_Exercise:_ Pick out every line in the records below that contains the word "rock", and copy each of those lines in full.

_Data for processing:_
══════════════════════════════
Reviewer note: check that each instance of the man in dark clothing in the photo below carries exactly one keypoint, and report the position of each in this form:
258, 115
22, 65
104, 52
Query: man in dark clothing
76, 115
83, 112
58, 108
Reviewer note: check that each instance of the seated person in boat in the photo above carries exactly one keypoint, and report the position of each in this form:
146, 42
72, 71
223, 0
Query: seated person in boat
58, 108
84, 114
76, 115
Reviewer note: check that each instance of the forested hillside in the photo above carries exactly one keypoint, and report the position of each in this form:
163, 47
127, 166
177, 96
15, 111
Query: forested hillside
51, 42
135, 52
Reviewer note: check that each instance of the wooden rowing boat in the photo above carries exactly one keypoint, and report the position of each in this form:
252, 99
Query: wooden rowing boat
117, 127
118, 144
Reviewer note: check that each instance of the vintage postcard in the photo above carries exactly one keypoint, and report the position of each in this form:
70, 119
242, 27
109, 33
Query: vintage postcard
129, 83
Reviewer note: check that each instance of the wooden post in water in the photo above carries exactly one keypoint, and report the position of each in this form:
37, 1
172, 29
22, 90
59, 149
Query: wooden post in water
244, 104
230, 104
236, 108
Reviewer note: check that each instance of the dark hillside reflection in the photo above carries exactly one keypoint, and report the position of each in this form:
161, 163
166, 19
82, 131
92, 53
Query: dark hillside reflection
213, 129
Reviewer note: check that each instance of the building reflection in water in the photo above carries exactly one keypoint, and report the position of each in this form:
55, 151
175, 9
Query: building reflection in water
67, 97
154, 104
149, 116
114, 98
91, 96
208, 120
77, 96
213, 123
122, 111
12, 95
══════════════════════════════
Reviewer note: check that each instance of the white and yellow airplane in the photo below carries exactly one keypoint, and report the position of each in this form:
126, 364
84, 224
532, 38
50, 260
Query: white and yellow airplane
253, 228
══════════════════════════════
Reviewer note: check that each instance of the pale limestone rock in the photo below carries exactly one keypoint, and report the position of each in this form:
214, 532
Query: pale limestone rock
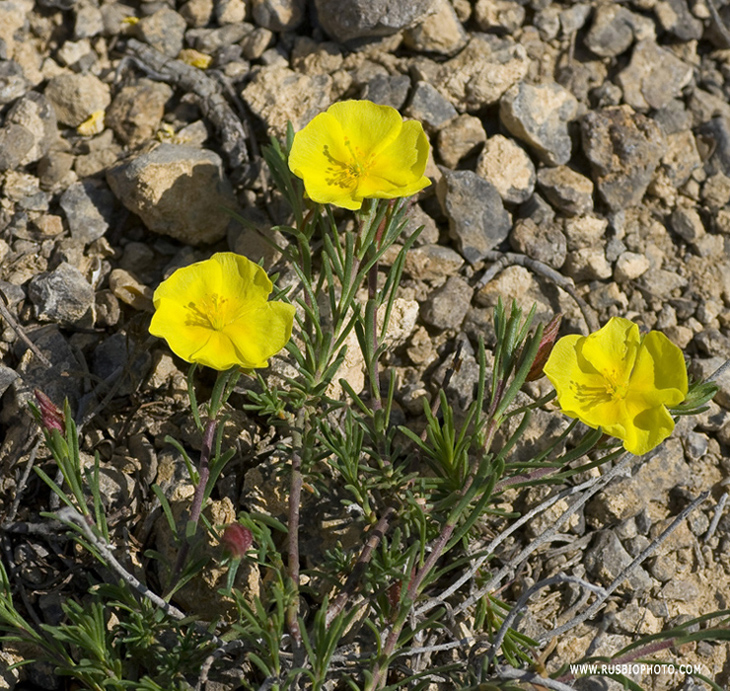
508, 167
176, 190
══════════════════════════════
_Written answer:_
Reviewer note: check that each instance of the pale limestone rock in the photo below carries exactly one keypoint, and report the position of each in this form:
Query: pale limestone rock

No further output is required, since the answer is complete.